Please transcribe exactly the lines from the one containing "shoulder with one point per instance." through the end of the records below, both included, and nothing else.

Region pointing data

■ ■ ■ ■

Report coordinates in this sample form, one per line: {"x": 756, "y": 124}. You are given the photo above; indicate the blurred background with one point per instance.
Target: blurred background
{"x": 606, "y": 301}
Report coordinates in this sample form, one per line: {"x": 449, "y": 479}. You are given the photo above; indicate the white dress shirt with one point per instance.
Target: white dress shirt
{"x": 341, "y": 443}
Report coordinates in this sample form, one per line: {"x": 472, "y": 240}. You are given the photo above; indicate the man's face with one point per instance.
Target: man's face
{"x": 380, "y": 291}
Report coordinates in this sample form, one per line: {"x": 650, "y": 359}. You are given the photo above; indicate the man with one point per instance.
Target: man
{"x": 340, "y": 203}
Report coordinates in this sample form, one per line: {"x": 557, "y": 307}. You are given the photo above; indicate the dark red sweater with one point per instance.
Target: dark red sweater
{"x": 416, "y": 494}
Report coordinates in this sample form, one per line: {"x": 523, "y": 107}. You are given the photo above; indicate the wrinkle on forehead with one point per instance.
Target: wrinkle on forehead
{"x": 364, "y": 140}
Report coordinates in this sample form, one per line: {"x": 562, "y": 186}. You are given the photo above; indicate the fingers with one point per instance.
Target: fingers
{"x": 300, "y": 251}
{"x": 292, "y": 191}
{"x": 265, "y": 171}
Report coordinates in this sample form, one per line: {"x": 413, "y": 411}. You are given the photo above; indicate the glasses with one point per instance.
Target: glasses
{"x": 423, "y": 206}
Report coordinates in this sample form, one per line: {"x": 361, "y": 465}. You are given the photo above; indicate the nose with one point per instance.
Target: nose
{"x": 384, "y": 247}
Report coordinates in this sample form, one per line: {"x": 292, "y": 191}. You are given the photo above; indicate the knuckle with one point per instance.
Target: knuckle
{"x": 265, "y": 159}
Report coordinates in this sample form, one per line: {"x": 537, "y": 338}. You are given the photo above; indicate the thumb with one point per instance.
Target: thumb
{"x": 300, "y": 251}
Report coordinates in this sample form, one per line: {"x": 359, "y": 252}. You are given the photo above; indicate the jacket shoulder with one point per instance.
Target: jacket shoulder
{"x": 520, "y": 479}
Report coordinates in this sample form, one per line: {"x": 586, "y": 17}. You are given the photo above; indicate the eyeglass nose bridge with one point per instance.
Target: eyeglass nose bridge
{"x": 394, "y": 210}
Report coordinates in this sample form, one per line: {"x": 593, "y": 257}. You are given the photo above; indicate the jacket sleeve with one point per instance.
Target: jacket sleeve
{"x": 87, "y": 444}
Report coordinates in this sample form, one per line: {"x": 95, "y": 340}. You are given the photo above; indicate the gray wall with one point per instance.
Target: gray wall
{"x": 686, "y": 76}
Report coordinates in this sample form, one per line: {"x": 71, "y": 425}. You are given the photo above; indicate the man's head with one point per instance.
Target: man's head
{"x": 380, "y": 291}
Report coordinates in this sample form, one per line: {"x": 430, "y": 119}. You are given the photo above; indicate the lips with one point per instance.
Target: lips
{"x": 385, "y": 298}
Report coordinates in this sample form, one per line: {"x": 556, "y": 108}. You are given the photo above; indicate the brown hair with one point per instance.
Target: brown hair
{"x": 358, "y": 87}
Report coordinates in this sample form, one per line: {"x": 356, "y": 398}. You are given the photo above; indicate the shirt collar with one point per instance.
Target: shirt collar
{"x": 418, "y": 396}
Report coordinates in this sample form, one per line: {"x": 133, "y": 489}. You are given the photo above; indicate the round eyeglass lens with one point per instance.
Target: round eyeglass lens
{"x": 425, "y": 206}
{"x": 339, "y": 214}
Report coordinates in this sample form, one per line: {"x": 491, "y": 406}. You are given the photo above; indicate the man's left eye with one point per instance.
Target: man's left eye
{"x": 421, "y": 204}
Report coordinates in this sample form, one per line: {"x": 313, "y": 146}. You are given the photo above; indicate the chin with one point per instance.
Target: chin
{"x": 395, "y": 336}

■ ■ ■ ■

Exercise output:
Report coordinates in this sample form, one per line: {"x": 359, "y": 252}. You are given the photo above; indicate the jacket shoulder with one point per instance.
Target: jacket shoulder
{"x": 520, "y": 479}
Report coordinates in this sample form, one per line: {"x": 586, "y": 17}. You are given the photo above; indicate the eyeglass nose bridge with one point per instance.
Target: eyeglass nose bridge
{"x": 394, "y": 210}
Report coordinates in this sample form, one per line: {"x": 593, "y": 257}. You are given the photo above; indicate the jacket sleeve with one point per instance.
Target: jacket sleeve
{"x": 87, "y": 444}
Report coordinates in this sample form, one per line: {"x": 95, "y": 340}. You are given the photo above; indicate the gray wall with one point per instance.
Target: gray wall
{"x": 686, "y": 76}
Report coordinates in this sample form, one per line: {"x": 71, "y": 425}. You are given the photo above; indicate the man's head with one point per instance.
Target: man's head
{"x": 380, "y": 291}
Report coordinates in this sample form, one per line: {"x": 430, "y": 119}. You are given the photo above; indicate the lips with one point per instance.
Target: lips
{"x": 385, "y": 298}
Report coordinates in this sample form, one per line: {"x": 556, "y": 108}. You are given the photo above; indicate the brown hair with one point per instance.
Target: brown hair
{"x": 358, "y": 87}
Report coordinates in this sample form, one per line: {"x": 356, "y": 398}. You are given the photo above; indicate the shirt collar with one point per instance.
Target: shirt collar
{"x": 418, "y": 396}
Report coordinates in this sample form, one per line: {"x": 133, "y": 489}. You are given the photo above; indicate the round eyeglass lens with one point per instance.
Target: round eyeglass lens
{"x": 425, "y": 206}
{"x": 339, "y": 214}
Report coordinates in this sample form, one per line: {"x": 491, "y": 406}. You are given the photo above; indicate the man's left eye with one point per instance.
Target: man's left eye
{"x": 421, "y": 204}
Report coordinates in this sample form, one per line: {"x": 313, "y": 146}. You are given the photo above; indicate the chin with one point per instance.
Target: chin
{"x": 395, "y": 336}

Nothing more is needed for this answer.